EXERCISE REQUIREMENTS. Reproduce only the part that opens with the line containing "[locate] the grey" and closes with the line containing "x=144, y=157", both ends included and requests kept. Scale every answer coordinate by 1.35 and round it to a whole number, with halves rounded up, but leave the numbers in the requests and their format samples unchanged.
◆ ◆ ◆
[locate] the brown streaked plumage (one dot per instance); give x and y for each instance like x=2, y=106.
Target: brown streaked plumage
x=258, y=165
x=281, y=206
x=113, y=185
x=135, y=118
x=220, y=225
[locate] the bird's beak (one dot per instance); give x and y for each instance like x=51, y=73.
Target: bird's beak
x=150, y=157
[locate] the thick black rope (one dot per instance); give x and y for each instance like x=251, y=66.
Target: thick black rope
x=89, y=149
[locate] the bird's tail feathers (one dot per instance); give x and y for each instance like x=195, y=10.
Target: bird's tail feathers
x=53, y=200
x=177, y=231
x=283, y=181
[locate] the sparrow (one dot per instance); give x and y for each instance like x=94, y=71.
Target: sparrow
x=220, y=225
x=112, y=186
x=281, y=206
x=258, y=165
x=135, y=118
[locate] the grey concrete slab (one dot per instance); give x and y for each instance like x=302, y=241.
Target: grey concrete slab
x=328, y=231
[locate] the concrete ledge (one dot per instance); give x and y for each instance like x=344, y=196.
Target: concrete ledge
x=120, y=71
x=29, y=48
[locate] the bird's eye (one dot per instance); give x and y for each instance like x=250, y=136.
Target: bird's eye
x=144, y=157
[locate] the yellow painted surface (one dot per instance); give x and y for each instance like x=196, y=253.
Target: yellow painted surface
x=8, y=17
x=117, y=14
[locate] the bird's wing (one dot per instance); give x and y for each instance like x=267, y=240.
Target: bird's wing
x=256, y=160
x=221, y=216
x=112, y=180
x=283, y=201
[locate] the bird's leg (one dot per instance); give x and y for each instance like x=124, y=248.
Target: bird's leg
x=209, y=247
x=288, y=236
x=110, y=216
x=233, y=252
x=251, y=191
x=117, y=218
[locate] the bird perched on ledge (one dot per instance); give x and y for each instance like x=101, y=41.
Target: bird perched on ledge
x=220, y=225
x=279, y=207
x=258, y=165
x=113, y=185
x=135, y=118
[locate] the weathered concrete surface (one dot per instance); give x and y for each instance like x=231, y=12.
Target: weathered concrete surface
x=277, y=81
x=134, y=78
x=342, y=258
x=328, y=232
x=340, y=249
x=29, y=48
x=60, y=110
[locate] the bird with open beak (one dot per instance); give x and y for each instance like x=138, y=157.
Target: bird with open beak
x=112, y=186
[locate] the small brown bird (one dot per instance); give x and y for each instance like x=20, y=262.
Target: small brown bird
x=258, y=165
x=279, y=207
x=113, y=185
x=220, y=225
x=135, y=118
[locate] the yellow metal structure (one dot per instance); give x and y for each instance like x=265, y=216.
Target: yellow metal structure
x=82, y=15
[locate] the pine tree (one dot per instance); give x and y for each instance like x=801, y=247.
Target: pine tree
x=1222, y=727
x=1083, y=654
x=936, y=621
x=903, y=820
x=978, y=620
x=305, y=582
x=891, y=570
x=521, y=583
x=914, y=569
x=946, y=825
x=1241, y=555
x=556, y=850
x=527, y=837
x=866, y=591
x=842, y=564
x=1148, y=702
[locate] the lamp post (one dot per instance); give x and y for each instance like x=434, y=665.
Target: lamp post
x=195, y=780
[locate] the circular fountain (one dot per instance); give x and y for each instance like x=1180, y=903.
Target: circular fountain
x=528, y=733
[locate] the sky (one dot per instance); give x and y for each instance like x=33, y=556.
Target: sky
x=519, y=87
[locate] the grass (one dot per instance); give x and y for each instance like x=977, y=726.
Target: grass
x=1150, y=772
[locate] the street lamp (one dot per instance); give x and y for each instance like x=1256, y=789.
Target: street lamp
◆ ◆ ◆
THE COMPLETED TASK.
[locate] the grey concrete slab (one dot per instance); give x and y for each instance like x=302, y=241.
Target: grey concrete slab
x=443, y=312
[locate] the concrete ledge (one dot per instance); give x and y for each instance like x=344, y=196.
Target: concrete ledge
x=162, y=96
x=39, y=65
[locate] the bird's eye (one dot per instance); give x and y for each instance like x=250, y=136.
Target: bird's eye
x=194, y=212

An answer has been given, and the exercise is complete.